(TASK STATEMENT)
Convert the material, from the line containing "Each instance of the dog's hind" through the end, into a numbered list with blank lines omitted.

(Photo object pointing material)

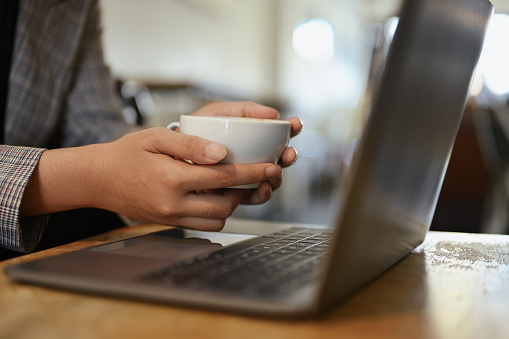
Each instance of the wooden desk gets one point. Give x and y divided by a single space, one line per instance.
455 285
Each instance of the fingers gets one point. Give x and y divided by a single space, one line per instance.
208 211
296 126
188 147
258 196
228 175
289 157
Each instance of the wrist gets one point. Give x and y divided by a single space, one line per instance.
63 179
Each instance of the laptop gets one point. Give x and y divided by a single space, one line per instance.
384 208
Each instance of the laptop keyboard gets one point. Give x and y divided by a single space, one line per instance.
273 265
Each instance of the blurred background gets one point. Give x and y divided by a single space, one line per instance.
316 59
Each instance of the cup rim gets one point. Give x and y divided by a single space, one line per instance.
239 119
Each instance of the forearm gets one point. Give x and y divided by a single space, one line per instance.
63 179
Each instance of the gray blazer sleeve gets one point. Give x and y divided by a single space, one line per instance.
60 94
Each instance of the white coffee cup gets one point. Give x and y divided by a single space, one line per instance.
247 140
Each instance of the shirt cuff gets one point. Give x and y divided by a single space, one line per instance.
16 167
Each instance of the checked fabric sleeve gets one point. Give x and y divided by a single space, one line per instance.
16 166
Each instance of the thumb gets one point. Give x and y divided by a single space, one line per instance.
189 147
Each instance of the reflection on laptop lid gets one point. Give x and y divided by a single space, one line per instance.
388 200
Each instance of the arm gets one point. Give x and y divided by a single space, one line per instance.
16 166
139 177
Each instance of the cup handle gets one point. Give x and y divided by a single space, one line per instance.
173 126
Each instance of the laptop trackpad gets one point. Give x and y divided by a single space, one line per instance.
173 245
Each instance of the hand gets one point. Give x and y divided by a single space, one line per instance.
254 110
139 176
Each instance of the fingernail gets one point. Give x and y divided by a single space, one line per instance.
296 157
215 152
273 171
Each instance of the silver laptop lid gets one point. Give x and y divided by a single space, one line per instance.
398 171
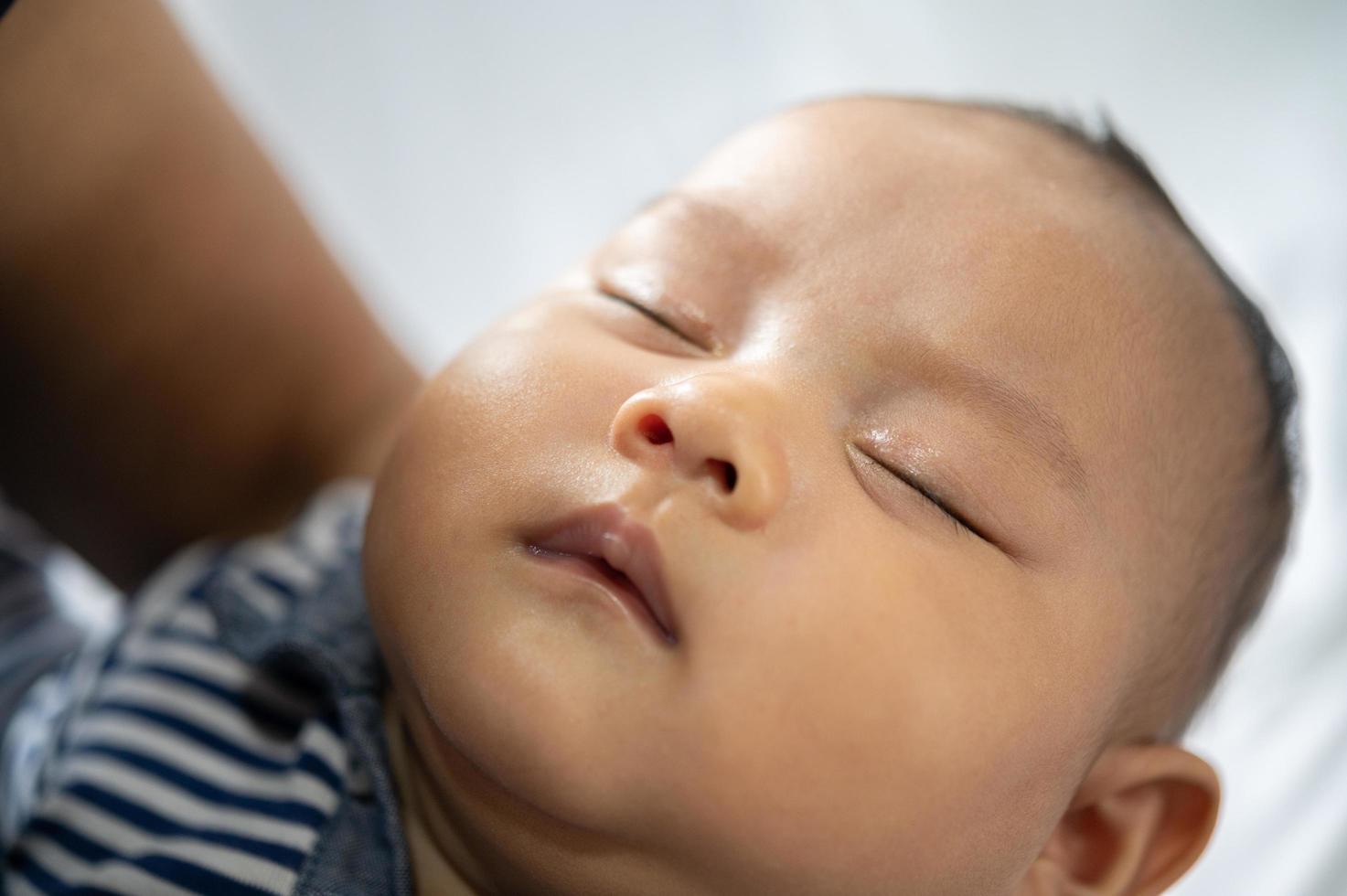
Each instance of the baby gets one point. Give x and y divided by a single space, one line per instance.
871 514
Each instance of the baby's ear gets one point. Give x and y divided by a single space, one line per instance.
1139 819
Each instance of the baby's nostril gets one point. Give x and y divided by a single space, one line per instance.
725 472
655 429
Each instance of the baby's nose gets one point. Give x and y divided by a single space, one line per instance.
712 429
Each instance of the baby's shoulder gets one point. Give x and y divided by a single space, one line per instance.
230 731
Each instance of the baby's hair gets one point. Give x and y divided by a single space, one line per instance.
1213 635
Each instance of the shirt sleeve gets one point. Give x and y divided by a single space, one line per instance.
36 636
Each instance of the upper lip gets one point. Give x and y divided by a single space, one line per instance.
606 532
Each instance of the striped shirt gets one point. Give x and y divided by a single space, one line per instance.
224 740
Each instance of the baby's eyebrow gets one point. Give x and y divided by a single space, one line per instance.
1013 411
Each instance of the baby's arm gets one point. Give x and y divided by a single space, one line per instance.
179 356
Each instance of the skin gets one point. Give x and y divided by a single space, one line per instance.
865 699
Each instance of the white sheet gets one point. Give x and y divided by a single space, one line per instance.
457 155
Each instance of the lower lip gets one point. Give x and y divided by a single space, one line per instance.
585 568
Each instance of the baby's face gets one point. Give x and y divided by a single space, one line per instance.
865 696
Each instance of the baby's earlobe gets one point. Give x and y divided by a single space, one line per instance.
1139 821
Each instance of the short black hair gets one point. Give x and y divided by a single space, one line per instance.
1280 474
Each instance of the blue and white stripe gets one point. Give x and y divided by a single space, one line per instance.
178 767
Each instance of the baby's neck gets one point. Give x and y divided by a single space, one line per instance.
433 872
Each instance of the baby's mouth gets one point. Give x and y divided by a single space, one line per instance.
605 545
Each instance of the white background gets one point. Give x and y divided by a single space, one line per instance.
455 155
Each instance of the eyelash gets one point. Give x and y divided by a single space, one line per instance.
959 523
960 526
646 312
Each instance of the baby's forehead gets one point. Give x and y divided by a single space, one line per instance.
910 229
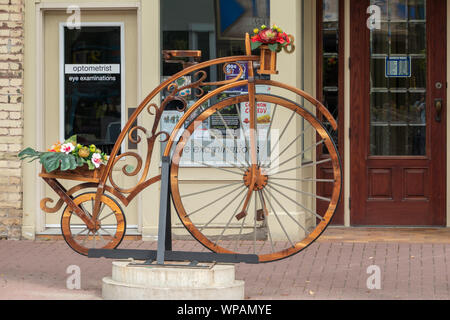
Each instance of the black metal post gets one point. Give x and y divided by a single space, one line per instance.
164 227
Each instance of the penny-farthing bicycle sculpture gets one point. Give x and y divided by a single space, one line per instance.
263 202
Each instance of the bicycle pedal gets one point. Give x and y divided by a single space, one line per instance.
241 215
260 215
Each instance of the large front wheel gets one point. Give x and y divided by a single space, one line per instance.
270 208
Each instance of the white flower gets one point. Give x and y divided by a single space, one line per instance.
67 148
96 159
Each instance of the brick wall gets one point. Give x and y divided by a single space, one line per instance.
11 116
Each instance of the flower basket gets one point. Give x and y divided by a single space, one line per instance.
268 61
79 174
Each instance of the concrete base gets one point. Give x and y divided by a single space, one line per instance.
216 282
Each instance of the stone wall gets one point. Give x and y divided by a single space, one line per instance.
11 116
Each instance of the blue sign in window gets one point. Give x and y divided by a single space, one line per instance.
398 67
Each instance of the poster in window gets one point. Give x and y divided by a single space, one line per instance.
92 84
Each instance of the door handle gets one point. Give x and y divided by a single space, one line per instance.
438 105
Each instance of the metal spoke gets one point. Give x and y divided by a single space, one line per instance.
243 134
304 166
290 144
107 216
284 130
300 154
305 180
80 232
303 192
271 121
232 216
278 219
261 198
214 201
218 168
107 232
222 210
209 190
300 205
101 210
226 148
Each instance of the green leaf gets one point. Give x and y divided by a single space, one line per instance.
255 45
72 139
273 47
79 162
91 165
29 153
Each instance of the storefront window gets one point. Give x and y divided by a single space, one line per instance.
92 75
330 39
217 28
399 79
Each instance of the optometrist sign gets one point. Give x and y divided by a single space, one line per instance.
92 82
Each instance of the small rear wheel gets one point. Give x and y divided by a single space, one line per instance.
109 229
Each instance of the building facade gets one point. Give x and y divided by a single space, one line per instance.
380 67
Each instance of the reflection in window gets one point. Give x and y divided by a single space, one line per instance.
330 61
92 85
398 103
217 28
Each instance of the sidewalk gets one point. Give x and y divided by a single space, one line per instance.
414 264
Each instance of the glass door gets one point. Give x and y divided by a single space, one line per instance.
398 122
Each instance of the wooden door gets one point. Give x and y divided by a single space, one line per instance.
398 142
330 91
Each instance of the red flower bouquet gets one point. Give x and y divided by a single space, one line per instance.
273 37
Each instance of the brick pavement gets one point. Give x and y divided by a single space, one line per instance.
328 269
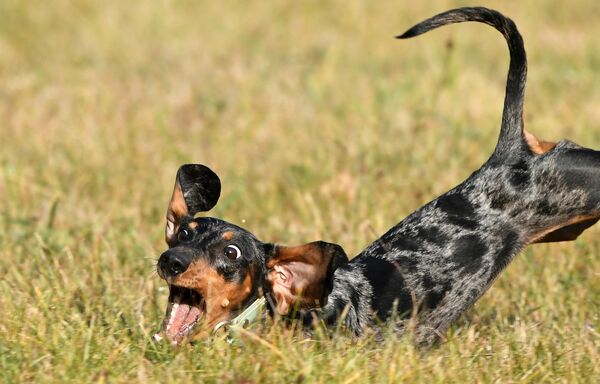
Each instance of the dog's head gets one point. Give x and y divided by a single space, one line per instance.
215 269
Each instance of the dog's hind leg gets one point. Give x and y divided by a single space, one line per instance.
565 193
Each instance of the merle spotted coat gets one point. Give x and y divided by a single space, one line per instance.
436 262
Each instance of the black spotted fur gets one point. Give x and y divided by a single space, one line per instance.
444 256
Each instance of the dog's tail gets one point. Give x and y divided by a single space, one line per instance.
511 133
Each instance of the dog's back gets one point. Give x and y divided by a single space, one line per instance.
443 257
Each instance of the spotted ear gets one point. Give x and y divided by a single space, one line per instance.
302 277
197 189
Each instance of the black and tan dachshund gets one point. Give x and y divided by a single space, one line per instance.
433 265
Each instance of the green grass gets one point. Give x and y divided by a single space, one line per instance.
321 126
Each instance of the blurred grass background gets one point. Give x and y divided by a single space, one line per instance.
321 126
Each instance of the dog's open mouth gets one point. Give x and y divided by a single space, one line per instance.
184 313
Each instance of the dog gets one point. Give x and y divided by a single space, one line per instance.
432 266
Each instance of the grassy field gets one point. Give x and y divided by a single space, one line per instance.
321 126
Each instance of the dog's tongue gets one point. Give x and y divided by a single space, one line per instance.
182 317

(RESPONSE FOR THIS EXERCISE)
1. Each instance of the dog's hind leg gets one point. Give x and y divided by a single space, one line per instance.
2. 565 193
3. Each instance of the merle spotted coat gets one point. Give x and y divided by a single space, one line per instance.
4. 436 262
5. Each instance of the black spotted fur gets one point. Give x and y divided by a single space, one line per instance.
6. 444 256
7. Each instance of the dog's tail gets one point. Give x and y divided by a single space, one line per instance.
8. 511 133
9. Each instance of the dog's back gets one point. Give x and y divided by a single space, one line per instance.
10. 443 257
11. Each instance of the spotted ear gets one point. Give x and y divided by a single space, one line per instance.
12. 302 277
13. 197 189
14. Each instance of the black and tan dachshund gets one point. Give x and y divided by a single space, one line per instance.
15. 433 265
16. Each instance of the green grass gets one point. Give x and y divided by a single space, one line per instance.
17. 321 126
18. Each instance of the blurred grass background gets one point. Give x and y divided by a single space, one line per instance.
19. 321 126
20. Each instance of the dog's open mouth gets one point. Give x and y divided by a single space, one line per instance.
21. 184 313
22. Each instance of the dog gets one point. Give x and y divided by a single space, one line per instance.
23. 432 266
24. Each instance of the grassy field gets one point. Give x and y divided by a single space, one line per instance.
25. 321 126
26. Each instance of the dog's tongue gets one point. Give x and y divided by a single space, one line per instance.
27. 182 317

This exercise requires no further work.